§ CEL ZADANIA
Powtórz dosłownie fragment poniższego wpisu z forum dla mam, zaczynając od „A staranka u” i ciągnąc go aż do „czy wszystko ok.”.

Podam link do mojej wyprzedaży jak wszystko tam wrzucę ;-)

Przebiła nam się ostatnia trójka, jak wyrośnie to już nam tylko piątek brakuje w paszczy. :tak:

A staranka u nas trwają, ale już bez wariacji. :-)

EDIT: Tutaj link do moich porządków, zapraszam - - - > https://www.babyboom.pl/forum/sprzedam-f39/porzadki-jesienne-w-szafie-dla-mamy-i-dzieci-55193/ :-)
 
Ostatnia edycja:
Hej mamuśki.

Lea - bidulko, mam nadzieję, ze wkrótce przejdzie ci z tymi mdłościami :/ próbowałaś imbir ? podobno sam zapach pomaga. Swoją drogą powinnaś to skonsultować z lekarzem, czy wszystko ok.

Madzia - nie wyobrażam sobie wyjechać choćby na dzień, dwa i to na dodatek tak daleko :/

agulek - no proszę, talent hydrauliczny :) kobiety są takie samowystarczalne :)

Zamówiłam scuttlebuga dla gabcia na święta, do tego dmuchanego osiołka do skakania :) Mam nadzieję, że się spodoba. Konia na biegunach mały bardzo lubi, na razie molestuje rumaka kuzynki, ale najprawdopodobniej na święta babcia sprezentuje mu własnego bujanego kuca.

§ FRAGMENT ZBIORU DANYCH

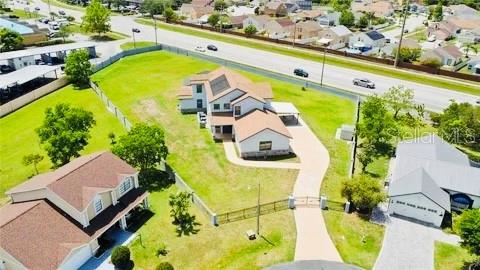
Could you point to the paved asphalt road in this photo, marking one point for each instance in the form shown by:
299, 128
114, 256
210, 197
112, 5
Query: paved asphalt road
434, 98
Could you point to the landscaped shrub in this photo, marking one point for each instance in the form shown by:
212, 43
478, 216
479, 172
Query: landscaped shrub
162, 250
164, 266
121, 257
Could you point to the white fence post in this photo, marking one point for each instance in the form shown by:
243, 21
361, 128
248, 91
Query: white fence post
323, 202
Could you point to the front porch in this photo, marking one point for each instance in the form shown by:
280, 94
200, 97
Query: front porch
116, 226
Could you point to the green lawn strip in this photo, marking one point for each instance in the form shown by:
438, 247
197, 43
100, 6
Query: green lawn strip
138, 44
144, 87
337, 61
109, 36
223, 247
450, 257
18, 137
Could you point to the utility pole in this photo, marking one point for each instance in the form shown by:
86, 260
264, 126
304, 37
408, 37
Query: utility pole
49, 10
405, 14
258, 209
323, 64
155, 26
294, 33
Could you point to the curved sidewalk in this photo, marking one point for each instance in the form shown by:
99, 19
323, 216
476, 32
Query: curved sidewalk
313, 241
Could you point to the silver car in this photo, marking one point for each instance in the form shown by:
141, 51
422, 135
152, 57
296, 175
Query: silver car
364, 83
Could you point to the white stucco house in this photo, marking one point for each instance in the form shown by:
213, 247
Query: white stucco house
430, 178
237, 109
55, 220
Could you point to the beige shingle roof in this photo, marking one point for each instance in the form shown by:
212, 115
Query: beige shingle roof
81, 179
257, 121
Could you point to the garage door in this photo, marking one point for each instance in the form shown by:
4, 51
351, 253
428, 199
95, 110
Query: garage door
77, 258
411, 210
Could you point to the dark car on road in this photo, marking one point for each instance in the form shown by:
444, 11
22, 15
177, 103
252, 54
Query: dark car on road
300, 72
212, 47
364, 83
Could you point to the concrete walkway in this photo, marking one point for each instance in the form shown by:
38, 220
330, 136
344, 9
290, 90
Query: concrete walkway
410, 246
232, 156
313, 241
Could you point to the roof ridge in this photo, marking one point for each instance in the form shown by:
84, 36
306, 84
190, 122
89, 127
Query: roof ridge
98, 154
23, 213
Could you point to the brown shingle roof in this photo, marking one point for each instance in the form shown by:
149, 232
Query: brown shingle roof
40, 237
78, 181
257, 121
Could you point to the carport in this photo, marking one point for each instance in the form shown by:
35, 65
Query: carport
286, 111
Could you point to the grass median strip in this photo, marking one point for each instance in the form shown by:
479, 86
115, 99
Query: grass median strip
337, 61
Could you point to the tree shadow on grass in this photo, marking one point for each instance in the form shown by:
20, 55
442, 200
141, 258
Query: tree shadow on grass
187, 226
155, 180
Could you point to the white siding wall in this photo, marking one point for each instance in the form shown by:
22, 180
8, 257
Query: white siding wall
106, 201
279, 142
29, 195
249, 104
225, 99
414, 212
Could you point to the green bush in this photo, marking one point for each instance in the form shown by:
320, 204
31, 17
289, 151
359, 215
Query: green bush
121, 257
164, 266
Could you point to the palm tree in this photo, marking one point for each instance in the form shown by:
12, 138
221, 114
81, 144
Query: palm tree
470, 46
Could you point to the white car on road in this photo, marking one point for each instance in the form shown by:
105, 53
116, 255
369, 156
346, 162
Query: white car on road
200, 49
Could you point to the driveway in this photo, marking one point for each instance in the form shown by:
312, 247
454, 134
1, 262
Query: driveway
410, 245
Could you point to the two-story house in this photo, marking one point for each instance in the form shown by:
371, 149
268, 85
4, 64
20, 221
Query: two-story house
237, 109
55, 219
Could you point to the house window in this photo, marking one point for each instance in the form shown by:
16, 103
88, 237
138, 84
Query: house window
98, 204
126, 185
265, 145
237, 110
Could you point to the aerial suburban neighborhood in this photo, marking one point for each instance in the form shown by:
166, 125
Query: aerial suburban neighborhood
240, 134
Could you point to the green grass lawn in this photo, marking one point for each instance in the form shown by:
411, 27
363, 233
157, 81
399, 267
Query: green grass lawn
147, 93
223, 247
138, 44
18, 137
337, 61
450, 257
109, 36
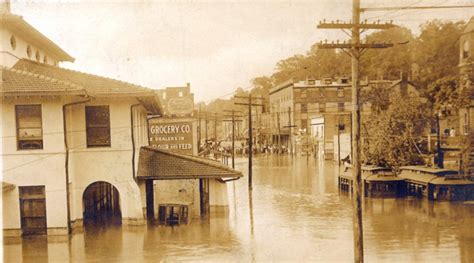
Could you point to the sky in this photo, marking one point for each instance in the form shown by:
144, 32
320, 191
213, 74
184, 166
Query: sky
216, 46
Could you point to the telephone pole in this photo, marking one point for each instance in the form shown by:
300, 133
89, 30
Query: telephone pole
355, 49
199, 129
291, 126
233, 120
249, 104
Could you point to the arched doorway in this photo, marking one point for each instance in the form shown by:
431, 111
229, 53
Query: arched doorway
101, 204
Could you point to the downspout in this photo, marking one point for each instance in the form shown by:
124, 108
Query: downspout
66, 162
133, 140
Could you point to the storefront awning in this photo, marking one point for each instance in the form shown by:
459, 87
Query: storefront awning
164, 165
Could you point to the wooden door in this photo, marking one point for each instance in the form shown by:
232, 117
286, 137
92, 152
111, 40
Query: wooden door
204, 196
33, 210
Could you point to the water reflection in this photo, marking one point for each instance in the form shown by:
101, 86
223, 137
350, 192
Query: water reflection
294, 213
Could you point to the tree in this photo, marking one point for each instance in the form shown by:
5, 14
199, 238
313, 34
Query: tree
388, 63
436, 52
393, 137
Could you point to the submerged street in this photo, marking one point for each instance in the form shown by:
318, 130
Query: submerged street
294, 213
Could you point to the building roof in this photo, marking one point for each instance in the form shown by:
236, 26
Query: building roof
429, 170
20, 27
18, 82
95, 85
164, 165
469, 27
7, 187
29, 78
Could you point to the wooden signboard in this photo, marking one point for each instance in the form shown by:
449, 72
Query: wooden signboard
173, 134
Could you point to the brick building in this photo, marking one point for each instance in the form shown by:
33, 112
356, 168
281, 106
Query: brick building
305, 105
177, 101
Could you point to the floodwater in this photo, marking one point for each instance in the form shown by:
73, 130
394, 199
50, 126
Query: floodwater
294, 213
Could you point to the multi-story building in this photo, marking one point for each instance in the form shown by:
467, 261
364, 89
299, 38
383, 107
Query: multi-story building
71, 145
309, 106
177, 101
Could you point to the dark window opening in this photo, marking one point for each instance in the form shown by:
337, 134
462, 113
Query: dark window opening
98, 126
340, 106
304, 108
29, 127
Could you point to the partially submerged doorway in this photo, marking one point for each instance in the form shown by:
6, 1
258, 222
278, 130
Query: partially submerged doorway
101, 203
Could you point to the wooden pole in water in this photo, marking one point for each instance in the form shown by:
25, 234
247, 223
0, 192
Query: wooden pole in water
356, 171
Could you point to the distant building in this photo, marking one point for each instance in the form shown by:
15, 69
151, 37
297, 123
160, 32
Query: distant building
309, 107
466, 75
177, 101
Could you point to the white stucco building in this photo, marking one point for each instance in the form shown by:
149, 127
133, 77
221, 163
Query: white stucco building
71, 143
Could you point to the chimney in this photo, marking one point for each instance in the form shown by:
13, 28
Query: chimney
5, 7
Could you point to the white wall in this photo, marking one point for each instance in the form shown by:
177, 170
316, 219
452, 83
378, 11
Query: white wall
34, 167
9, 56
110, 164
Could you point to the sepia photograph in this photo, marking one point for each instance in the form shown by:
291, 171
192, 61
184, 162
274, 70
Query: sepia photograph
237, 131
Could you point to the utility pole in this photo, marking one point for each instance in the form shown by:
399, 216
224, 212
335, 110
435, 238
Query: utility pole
199, 129
291, 129
279, 132
249, 104
215, 126
233, 135
355, 49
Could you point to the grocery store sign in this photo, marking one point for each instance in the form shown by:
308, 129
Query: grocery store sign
171, 135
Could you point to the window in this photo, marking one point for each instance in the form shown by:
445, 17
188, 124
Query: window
465, 50
304, 123
322, 107
28, 51
304, 108
466, 124
98, 126
13, 42
340, 92
321, 92
304, 93
340, 106
29, 127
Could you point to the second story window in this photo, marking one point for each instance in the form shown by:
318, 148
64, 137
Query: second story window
322, 107
465, 50
340, 92
28, 51
304, 108
38, 56
29, 127
304, 93
13, 42
98, 126
340, 106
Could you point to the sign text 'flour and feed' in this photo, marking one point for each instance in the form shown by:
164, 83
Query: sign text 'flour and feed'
172, 136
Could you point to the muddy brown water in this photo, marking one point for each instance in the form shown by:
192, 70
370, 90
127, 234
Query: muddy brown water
295, 213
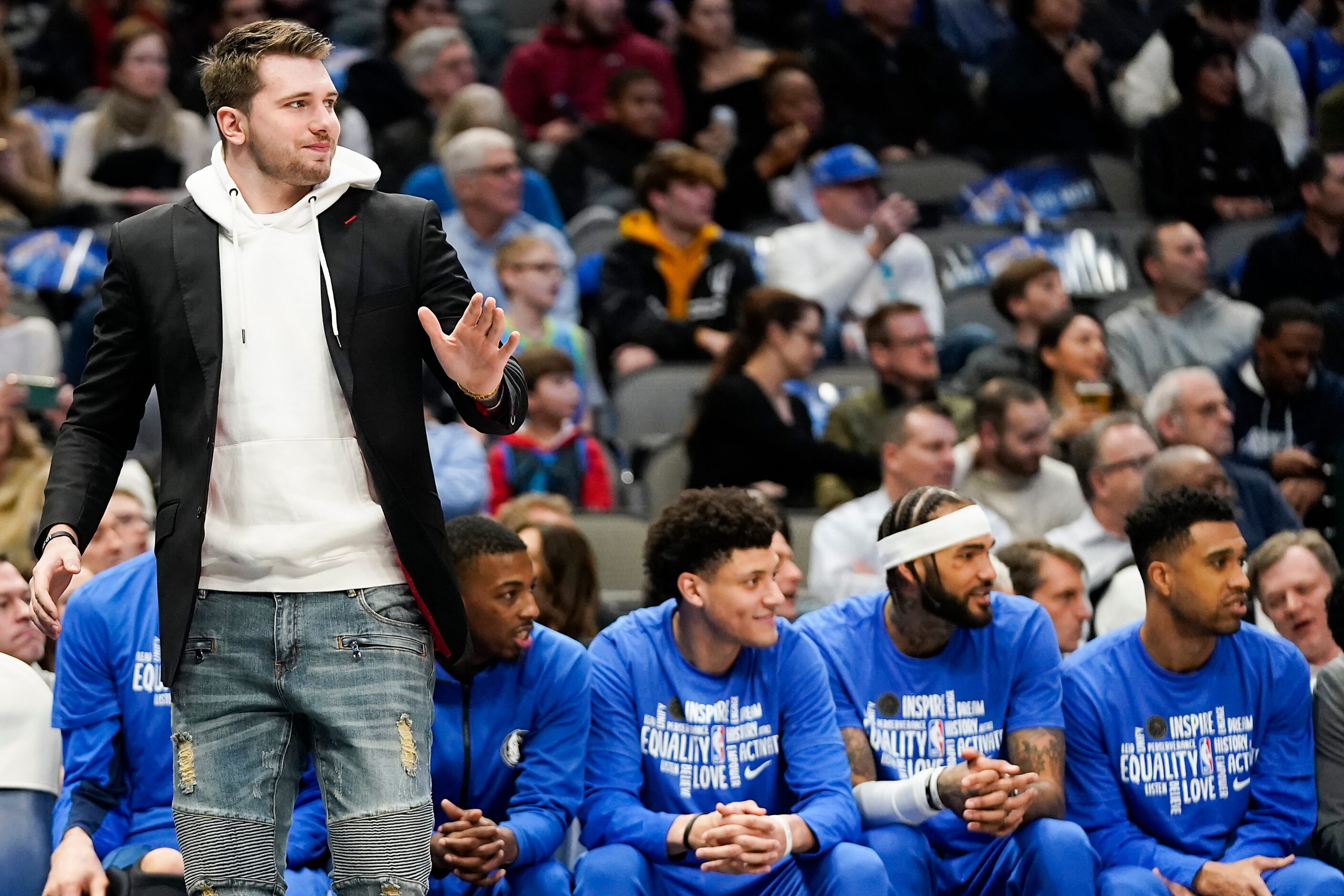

§ WYNIK ZADANIA
A staranka u nas trwają, ale już bez wariacji. :-)

EDIT: Tutaj link do moich porządków, zapraszam - - - > https://www.babyboom.pl/forum/sprzedam-f39/porzadki-jesienne-w-szafie-dla-mamy-i-dzieci-55193/ :-)
 
Ostatnia edycja:
Hej mamuśki.

Lea - bidulko, mam nadzieję, ze wkrótce przejdzie ci z tymi mdłościami :/ próbowałaś imbir ? podobno sam zapach pomaga. Swoją drogą powinnaś to skonsultować z lekarzem, czy wszystko ok.